VOS CONSIGNES:
**a.** Répondez aux questions suivantes à l'aide du texte sur le film Familia :
(i) De quel récit autobiographique s'inspire le scénario du film ?
(ii) Pour quel motif Franco a-t-il passé 9 ans en prison ?
(iii) Combien de temps Ale et Gigi restent-ils séparés de leur mère ?
**b.** Reproduisez fidèlement le passage du texte sur le film Familia qui commence par les mots « Le titre du » et s'achève sur « corridor, cellule, parloir. ».

TEXTE À LIRE:
>>>>>
En mars dernier, le long métrage en noir et blanc de Paola Cortellesi, Il reste encore demain – qui traitait de la violence domestique endurée par les femmes et dont l’action se déroulait après-guerre, pulvérisait les entrées au box office en Italie. Cette année, un autre film, Familia de Francesco Costabile, présenté à la Mostra 2024, revient sur le même thème. Mais son scénario s’ancre dans la réalité contemporaine et s’inspire du récit autobiographique de Luigi Celeste : Non sarà sempre così. Autant dire que ce fait de société s’inscrit dans une continuité historique et garde, hélas, une actualité dramatique.
Le titre du film renvoie au tout puissant et redoutable pater familias romain. D’ailleurs on est à Rome. Pas celle de la Piazza Navona mais celle plus générique des cités périphériques. On ne verra guère la ville, la mise en scène enfermant la plupart du temps les personnages dans des intérieurs étroits, salle à manger, cuisine, corridor, cellule, parloir.
Licia (Barbara Ronchi) a deux fils. Alessandro et Luigi. Ils forment une petite famille aimante, dont l’équilibre et la paix sont menacés par la libération du père et mari, Franco (Francesco Di Leva). L’homme a passé 9 ans en prison pour vol à main armée. On comprend que les violences exercées sur sa femme l’ont également condamné à un « effacement du noyau familial ».
Mais la terreur est toujours présente chez Licia, qui change ses serrures, et chez Alessandro, l’aîné des garçons, qui entend encore les cris de sa mère sous les coups du père. Et en passant par ses fils et la faiblesse du cadet, Franco arrive à s’approcher du foyer et à s’y immiscer. Les violences reprennent, la police arrête Franco. Ale et Gigi sont envoyés en foyer, séparés pendant quatre ans de leur mère. Un traumatisme s’ajoutant aux autres. Une injustice pour la femme battue s’ajoutant aux autres.
<<<<<
(Entrées de données enregistrées)
>>>>>
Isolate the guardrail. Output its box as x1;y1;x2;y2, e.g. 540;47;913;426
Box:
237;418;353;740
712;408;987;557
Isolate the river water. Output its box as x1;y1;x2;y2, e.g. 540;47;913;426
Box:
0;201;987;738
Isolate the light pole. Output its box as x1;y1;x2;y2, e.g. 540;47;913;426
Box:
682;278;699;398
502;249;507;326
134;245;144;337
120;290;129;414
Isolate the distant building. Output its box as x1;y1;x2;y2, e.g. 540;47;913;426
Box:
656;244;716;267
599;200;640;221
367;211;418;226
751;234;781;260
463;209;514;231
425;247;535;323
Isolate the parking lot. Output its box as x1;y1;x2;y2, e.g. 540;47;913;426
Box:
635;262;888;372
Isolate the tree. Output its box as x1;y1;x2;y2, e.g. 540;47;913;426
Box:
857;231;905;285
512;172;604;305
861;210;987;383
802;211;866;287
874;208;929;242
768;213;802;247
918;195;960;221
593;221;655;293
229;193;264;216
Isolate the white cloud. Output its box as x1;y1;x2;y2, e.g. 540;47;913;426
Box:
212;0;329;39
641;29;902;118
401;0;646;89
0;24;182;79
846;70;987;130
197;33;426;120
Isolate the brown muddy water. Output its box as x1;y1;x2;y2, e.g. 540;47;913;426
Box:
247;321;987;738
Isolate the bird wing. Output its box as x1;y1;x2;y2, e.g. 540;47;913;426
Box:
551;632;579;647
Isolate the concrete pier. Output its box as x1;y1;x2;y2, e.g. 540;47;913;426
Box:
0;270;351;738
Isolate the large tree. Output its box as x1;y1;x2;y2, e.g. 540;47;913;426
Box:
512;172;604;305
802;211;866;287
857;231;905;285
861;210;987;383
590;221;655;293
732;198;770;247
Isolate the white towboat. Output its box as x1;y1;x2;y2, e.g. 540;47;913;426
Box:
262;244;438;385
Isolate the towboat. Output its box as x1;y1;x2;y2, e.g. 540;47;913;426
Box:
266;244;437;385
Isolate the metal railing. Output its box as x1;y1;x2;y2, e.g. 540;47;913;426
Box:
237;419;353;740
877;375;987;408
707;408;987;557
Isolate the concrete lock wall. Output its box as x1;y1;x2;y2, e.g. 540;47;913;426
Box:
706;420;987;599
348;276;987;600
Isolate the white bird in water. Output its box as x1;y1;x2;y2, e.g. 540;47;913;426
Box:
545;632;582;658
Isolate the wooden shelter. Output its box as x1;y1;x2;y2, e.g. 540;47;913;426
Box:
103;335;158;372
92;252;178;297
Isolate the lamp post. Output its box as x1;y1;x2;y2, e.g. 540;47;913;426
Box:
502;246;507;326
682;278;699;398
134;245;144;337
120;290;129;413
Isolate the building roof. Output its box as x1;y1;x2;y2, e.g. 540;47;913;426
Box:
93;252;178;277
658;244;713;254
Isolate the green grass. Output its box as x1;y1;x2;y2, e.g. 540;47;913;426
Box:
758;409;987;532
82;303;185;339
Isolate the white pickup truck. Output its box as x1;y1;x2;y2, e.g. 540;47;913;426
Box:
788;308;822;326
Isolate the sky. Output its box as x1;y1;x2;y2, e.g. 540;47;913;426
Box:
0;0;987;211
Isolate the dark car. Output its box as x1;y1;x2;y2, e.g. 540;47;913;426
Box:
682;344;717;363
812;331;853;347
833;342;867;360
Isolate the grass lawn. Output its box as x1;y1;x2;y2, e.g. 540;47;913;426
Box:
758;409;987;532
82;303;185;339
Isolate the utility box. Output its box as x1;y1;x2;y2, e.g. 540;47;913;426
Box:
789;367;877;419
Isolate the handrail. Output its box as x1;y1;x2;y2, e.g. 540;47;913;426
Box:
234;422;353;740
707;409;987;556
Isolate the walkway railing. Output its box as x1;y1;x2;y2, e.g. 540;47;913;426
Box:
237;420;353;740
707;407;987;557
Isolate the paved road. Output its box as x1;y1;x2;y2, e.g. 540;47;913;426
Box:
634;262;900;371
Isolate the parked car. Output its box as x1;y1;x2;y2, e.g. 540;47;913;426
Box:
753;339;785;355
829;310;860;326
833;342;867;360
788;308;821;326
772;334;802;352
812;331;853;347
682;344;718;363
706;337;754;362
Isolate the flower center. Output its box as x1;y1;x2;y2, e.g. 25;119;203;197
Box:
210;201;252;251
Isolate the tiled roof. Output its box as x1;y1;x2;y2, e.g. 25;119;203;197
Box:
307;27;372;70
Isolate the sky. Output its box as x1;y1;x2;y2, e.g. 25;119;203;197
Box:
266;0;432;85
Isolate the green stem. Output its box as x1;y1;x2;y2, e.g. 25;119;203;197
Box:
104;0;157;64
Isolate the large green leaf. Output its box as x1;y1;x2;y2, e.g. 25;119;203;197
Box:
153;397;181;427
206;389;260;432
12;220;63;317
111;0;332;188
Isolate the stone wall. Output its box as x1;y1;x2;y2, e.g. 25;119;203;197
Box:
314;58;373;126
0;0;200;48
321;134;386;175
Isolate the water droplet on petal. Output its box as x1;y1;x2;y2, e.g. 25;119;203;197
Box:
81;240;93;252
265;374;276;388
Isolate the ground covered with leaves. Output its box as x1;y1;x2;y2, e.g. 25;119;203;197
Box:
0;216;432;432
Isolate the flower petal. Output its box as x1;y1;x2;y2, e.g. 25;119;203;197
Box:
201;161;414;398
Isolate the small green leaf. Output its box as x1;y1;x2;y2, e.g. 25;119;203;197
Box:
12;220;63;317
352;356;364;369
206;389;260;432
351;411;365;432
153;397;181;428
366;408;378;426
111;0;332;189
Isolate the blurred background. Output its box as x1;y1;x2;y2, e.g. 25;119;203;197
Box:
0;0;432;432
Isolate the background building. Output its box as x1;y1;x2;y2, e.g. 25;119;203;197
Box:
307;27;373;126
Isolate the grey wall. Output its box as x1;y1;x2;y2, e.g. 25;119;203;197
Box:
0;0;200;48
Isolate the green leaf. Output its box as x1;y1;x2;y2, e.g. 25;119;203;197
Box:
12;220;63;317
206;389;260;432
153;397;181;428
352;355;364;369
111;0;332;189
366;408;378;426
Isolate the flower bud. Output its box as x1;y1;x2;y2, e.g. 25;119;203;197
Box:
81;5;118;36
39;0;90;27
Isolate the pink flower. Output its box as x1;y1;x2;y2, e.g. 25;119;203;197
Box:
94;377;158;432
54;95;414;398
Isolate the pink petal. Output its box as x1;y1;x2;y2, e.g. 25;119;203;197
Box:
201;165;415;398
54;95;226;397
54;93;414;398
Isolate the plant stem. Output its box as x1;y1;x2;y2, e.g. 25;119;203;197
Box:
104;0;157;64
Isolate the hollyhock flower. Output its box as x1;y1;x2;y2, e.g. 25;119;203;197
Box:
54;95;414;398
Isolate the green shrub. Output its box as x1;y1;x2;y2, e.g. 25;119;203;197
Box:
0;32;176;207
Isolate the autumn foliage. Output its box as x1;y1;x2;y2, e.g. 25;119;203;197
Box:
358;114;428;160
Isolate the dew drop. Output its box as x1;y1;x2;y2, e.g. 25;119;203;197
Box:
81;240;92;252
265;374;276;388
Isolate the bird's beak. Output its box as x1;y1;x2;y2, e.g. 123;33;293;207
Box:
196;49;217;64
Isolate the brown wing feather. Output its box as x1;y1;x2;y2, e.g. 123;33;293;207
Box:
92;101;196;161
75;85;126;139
<<<<<
RÉPONSES ATTENDUES:
**a.**
(i) Du récit autobiographique de Luigi Celeste, Non sarà sempre così.
(ii) Pour vol à main armée.
(iii) Pendant quatre ans.

**b.**
Le titre du film renvoie au tout puissant et redoutable pater familias romain. D’ailleurs on est à Rome. Pas celle de la Piazza Navona mais celle plus générique des cités périphériques. On ne verra guère la ville, la mise en scène enfermant la plupart du temps les personnages dans des intérieurs étroits, salle à manger, cuisine, corridor, cellule, parloir.